**Questions**:
#1 In the message on analog audio to MIDI conversion, on what kinds of workstations does the writer have overnight time available at home?
#2 In the message on analog audio to MIDI conversion, please copy the passage from "5. Any or all" up to and including "you're It =).", substituting "tangled problem" for "Gordian knot".

Larry Smith has presented the most complete and reasonable discussion I've heard of analog audio to MIDI conversion. The genetic approach did not exist when I began to survey the possibilities, and it appears to offer the necessary loops. I am just now reading through the last year's correspondence and will probably run across many letters on the subject, but I would like to note the concepts I have identified with their plusses and minuses.

1. Artistic recreation: A capable musician listens to the audio and recreates the performance on a MIDI recording. Musical ability to interpret the original recording and correlate from memory to the MIDI file and editing time are limitations.

2. Sonogram output edited into note events: Extremely messy data due to overlapping harmonics and loud notes blocking soft ones make this totally impractical in manual translation. [I have examples of sonograms of Ampico rolls that don't correlate even though they're the same data!]

3. Signature analysis through separately recording note signatures (or estimating them from solo audio notes) then performing stepwise identification of individual notes through process iteration: Notes do not play the same twice in harmonic content and decay. The big and separate notes come out marginally well, but the remainder are hidden in a field of hash that does not identify.

4. Number 3 but with subtraction of identified notes before analysis for the next note: This still leaves a field of hash after picking out the big ones.

5. Any or all of the above played back against the original audio by binaural comparison to assess the accuracy by time and stereo location shifts: This helps in the correlation, but gives no clue as to what technique is needed to make a fix.

The genetic analysis technique effectively does item 3 and 4 if I understand it correctly, and can unravel the Gordian knot with enough machine time.

The next question is, what hardware and software are necessary to give this a trial run? I have lots of overnight time available on DOS and UNIX workstations at home, and have my own resident AIX administrator and C-writer, but he has not osmosed the genetic algorithm recommended reading list.

Ok, Larry, Tag, you're It =).

Karl A. Petersen
3116 N. Hearth Ave.
Meridian, ID 83642
208) 884-3488 h
(208) 323-7124 w

(Message sent Wed 11 Oct 1995, 21:58:28 GMT, from time zone GMT-0600.)

**Information**:

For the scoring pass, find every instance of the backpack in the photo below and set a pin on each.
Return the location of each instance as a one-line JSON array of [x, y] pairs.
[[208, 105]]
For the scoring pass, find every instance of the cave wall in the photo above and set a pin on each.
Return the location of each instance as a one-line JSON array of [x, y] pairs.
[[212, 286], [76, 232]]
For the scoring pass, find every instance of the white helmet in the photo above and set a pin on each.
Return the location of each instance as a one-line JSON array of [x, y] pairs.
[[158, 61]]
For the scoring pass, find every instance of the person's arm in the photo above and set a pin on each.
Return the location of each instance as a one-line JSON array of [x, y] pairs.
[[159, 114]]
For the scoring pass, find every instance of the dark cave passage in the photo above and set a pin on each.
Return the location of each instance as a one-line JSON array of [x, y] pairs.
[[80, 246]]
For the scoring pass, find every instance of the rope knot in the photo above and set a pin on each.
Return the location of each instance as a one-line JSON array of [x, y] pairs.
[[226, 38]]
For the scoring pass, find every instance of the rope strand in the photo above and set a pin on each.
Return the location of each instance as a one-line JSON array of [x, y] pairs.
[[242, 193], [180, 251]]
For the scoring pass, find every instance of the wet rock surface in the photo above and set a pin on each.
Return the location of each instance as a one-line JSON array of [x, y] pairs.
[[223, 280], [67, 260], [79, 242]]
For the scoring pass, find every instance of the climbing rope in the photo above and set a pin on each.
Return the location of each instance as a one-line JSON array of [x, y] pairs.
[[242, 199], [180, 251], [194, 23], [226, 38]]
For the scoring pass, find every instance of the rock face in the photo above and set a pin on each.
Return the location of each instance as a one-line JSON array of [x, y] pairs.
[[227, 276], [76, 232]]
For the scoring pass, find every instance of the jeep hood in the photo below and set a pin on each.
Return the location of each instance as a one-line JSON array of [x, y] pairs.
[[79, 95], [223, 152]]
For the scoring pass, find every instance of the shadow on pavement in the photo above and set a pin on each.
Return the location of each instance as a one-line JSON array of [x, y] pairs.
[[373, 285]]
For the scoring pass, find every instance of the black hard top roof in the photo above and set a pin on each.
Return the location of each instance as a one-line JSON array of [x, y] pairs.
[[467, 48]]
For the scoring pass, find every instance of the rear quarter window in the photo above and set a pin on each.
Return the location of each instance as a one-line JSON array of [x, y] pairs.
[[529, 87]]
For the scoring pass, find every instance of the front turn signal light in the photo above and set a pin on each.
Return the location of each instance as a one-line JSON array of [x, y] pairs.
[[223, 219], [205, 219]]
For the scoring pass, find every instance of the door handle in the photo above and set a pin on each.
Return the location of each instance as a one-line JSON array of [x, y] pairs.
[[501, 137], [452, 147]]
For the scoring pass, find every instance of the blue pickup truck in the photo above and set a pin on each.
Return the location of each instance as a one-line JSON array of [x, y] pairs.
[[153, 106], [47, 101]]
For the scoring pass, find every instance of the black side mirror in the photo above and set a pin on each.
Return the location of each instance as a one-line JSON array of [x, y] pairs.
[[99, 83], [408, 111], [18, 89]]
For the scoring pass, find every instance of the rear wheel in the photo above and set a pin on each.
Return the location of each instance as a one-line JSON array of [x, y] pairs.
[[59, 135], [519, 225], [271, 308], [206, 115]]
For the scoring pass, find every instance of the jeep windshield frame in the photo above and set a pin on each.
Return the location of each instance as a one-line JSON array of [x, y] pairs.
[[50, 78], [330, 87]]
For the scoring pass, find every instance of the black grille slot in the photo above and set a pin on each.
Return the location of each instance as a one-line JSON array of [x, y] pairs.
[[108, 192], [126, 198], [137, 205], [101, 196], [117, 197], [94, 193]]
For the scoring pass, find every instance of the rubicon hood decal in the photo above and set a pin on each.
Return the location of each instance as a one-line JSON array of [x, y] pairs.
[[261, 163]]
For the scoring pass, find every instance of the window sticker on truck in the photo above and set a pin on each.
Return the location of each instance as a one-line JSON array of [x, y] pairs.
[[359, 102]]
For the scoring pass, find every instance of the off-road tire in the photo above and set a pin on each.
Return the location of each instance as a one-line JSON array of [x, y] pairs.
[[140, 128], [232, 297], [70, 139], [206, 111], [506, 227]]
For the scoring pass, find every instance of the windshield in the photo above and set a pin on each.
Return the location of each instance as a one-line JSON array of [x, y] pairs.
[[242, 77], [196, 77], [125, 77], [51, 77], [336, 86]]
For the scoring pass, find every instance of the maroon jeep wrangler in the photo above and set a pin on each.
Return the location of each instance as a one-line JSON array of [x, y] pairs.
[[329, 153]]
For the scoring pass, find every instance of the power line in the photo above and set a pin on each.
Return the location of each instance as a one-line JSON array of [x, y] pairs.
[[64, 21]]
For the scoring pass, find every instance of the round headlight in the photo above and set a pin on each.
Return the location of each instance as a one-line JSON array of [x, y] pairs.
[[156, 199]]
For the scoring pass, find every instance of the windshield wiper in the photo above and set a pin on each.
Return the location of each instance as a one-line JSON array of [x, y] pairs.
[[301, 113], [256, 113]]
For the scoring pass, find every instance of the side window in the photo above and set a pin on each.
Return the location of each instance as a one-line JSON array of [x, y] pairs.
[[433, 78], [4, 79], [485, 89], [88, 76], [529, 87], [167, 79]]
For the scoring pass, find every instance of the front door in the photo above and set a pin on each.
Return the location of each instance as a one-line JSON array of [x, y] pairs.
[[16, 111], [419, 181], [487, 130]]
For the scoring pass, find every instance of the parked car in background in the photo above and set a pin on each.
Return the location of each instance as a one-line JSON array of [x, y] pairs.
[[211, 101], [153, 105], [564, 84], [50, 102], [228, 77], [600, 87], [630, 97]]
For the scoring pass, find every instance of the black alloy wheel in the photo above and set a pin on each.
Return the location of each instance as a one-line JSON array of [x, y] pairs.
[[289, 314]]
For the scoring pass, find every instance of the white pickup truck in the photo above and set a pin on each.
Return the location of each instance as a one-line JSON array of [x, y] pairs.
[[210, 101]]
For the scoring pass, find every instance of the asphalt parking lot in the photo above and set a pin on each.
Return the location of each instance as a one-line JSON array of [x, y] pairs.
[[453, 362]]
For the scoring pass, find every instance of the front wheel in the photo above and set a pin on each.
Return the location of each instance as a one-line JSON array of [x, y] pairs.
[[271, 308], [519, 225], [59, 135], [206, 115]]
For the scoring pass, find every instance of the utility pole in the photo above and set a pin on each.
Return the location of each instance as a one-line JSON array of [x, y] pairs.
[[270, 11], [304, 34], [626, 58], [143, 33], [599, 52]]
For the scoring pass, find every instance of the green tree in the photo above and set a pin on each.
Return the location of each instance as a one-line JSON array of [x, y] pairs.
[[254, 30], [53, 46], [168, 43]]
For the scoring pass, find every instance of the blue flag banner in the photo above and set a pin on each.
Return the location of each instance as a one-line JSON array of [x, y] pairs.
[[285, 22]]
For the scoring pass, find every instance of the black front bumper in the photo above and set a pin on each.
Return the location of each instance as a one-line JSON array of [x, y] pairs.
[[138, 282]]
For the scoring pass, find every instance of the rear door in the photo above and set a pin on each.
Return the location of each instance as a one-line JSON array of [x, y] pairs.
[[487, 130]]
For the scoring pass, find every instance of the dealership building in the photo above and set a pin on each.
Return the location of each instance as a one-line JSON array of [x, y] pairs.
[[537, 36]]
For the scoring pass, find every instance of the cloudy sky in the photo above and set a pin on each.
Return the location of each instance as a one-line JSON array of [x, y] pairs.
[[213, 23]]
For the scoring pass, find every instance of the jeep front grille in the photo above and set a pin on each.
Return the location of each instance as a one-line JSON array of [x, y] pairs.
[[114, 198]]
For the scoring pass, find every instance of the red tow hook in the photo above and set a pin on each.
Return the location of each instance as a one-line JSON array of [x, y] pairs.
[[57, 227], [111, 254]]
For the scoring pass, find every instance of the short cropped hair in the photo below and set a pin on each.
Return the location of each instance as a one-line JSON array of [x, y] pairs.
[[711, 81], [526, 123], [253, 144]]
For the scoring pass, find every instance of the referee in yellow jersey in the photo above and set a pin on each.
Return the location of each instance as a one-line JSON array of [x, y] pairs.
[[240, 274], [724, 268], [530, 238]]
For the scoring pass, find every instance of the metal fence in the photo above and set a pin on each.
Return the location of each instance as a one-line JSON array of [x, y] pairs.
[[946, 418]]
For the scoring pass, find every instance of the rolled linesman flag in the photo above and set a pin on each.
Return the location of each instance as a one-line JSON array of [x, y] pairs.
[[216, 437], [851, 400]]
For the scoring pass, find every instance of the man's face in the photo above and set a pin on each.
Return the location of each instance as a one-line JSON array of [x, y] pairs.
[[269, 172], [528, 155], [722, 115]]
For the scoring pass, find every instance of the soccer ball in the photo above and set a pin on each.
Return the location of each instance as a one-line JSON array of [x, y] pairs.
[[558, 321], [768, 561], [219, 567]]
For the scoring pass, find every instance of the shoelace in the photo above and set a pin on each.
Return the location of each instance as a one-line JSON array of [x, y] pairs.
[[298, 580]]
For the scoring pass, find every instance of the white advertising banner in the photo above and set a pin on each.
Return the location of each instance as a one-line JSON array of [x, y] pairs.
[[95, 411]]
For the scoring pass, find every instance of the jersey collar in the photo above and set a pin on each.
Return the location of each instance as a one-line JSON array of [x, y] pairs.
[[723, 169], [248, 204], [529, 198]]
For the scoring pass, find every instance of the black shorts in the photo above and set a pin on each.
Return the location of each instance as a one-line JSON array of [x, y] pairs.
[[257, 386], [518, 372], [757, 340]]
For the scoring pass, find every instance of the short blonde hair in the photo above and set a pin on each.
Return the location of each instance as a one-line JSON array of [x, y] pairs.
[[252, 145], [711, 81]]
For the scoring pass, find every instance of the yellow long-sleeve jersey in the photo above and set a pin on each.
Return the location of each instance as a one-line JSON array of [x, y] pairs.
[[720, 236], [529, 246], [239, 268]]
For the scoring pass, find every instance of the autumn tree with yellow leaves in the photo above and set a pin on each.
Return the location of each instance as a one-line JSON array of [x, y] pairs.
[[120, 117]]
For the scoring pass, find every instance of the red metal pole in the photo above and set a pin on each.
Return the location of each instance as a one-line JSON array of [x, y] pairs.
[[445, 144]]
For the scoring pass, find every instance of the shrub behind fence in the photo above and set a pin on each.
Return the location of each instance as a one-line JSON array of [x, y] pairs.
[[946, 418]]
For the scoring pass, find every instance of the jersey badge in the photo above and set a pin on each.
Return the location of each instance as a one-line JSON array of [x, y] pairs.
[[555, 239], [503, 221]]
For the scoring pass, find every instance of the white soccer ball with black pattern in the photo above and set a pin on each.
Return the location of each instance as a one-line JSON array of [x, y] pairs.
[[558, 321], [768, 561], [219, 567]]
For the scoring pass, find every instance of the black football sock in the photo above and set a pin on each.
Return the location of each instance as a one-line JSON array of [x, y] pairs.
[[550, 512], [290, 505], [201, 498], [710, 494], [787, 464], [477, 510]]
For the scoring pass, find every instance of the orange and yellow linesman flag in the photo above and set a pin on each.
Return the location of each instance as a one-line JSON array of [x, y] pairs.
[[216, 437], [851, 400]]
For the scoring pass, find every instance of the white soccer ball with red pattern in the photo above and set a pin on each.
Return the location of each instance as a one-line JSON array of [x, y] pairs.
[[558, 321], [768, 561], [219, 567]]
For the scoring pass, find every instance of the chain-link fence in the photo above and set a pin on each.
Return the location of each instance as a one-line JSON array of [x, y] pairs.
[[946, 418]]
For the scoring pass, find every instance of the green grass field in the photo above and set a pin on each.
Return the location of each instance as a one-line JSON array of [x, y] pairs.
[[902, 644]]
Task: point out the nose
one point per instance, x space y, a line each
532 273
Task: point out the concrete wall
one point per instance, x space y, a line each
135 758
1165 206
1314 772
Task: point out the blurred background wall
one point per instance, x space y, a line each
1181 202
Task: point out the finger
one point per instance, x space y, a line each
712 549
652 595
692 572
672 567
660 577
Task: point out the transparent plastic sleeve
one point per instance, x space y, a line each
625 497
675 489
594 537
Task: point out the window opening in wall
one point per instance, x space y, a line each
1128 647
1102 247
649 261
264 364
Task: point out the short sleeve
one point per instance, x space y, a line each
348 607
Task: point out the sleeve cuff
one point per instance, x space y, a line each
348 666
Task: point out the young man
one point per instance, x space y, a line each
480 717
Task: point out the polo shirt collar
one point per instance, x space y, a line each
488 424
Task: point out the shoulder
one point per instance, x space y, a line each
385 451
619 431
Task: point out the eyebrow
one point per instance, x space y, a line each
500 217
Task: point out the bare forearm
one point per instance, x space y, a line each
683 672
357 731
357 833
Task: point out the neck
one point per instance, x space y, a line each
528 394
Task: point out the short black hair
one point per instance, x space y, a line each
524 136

**Solved problems**:
#1 DOS and UNIX workstations.

#2
5. Any or all of the above played back against the original audio by binaural comparison to assess the accuracy by time and stereo location shifts: This helps in the correlation, but gives no clue as to what technique is needed to make a fix.

The genetic analysis technique effectively does item 3 and 4 if I understand it correctly, and can unravel the tangled problem with enough machine time.

The next question is, what hardware and software are necessary to give this a trial run? I have lots of overnight time available on DOS and UNIX workstations at home, and have my own resident AIX administrator and C-writer, but he has not osmosed the genetic algorithm recommended reading list.

Ok, Larry, Tag, you're It =).